→ EXTRACT PROVIDED:

Mixed-use towers rivaling the Green Building in height may be on the horizon for MIT’s east campus after members of the Cambridge Planning Board commended MIT’s Kendall rezoning petition at a meeting Tuesday evening. The board is expected to formally recommend the petition to the City Council early next month.

MIT’s petition would allow for denser and taller retail, commercial, rental, and academic development in a 26-acre region owned by the Institute that includes Senior House, the Sloan School of Management, and the Kendall T-stop’s southern entrance. The proposal, prepared by MIT and MIT Investment Management Company, is the product of three years of meetings, community discussions, presentations, and revisions.

The Planning Board meeting came just after the publication of the latest issue of the Faculty Newsletter, which included an editorial highly critical of the petition and process behind it. The newsletter also reprinted nine past articles related to the MIT Kendall initiative that expressed a range of concerns, including worries about the future of graduate housing and the limited involvement of faculty in the process.

→ REQUIRED WORK:
A. Write out the Kendall rezoning article word for word from "The Planning Board" to "in the process.".
B. List every type of development that, according to the Kendall rezoning article, MIT's petition would allow to be denser and taller.
You won't need the records for any of this.

→ GIVEN INFORMATION:
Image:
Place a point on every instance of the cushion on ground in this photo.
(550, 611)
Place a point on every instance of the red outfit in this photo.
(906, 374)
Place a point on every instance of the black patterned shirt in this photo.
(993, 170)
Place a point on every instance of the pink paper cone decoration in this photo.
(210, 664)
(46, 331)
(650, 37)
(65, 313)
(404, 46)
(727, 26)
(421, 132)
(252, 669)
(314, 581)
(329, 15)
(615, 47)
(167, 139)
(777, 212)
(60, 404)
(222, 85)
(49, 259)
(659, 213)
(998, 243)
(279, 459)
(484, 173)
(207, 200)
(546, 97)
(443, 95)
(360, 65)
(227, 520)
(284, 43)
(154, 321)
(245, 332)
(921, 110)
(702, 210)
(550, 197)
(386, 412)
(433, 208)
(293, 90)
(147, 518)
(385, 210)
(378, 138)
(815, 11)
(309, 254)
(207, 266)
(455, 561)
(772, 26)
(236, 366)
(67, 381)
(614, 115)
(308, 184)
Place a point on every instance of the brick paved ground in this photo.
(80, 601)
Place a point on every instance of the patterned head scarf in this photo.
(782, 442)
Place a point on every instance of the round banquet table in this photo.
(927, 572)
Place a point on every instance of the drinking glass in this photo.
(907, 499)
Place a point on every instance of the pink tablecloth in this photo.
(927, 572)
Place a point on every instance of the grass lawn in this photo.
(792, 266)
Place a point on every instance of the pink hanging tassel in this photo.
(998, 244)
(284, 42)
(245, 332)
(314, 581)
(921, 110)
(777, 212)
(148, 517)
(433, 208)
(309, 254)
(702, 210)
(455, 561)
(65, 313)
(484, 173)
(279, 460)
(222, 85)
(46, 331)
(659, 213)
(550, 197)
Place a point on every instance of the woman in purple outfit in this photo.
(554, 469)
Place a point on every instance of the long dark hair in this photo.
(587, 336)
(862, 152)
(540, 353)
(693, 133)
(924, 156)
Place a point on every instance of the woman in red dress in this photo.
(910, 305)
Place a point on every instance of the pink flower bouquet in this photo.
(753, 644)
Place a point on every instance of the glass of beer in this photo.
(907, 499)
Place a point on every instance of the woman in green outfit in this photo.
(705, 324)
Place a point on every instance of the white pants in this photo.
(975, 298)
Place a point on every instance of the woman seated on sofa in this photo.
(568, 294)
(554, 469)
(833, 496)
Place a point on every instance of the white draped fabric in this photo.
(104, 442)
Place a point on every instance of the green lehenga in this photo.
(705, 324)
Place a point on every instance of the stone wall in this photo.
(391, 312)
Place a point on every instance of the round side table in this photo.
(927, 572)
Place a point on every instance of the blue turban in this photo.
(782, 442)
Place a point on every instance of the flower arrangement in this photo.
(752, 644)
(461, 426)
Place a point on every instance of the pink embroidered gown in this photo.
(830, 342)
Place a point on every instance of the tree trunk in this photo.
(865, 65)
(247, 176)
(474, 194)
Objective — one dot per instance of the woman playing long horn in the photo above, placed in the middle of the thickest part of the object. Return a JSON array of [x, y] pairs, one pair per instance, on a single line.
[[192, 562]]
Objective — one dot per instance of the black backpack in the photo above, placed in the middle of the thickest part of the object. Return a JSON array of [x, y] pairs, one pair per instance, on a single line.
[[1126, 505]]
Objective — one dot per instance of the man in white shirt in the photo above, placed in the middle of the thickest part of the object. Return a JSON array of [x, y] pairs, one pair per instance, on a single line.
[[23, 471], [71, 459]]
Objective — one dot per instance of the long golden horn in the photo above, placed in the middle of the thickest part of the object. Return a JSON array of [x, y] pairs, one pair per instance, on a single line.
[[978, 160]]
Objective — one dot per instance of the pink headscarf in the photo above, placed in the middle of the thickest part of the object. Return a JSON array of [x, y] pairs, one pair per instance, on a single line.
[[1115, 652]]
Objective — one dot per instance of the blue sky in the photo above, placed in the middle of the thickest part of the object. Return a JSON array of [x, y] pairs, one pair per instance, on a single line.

→ SOLUTIONS:
A.
The Planning Board meeting came just after the publication of the latest issue of the Faculty Newsletter, which included an editorial highly critical of the petition and process behind it. The newsletter also reprinted nine past articles related to the MIT Kendall initiative that expressed a range of concerns, including worries about the future of graduate housing and the limited involvement of faculty in the process.

B. Retail, commercial, rental, academic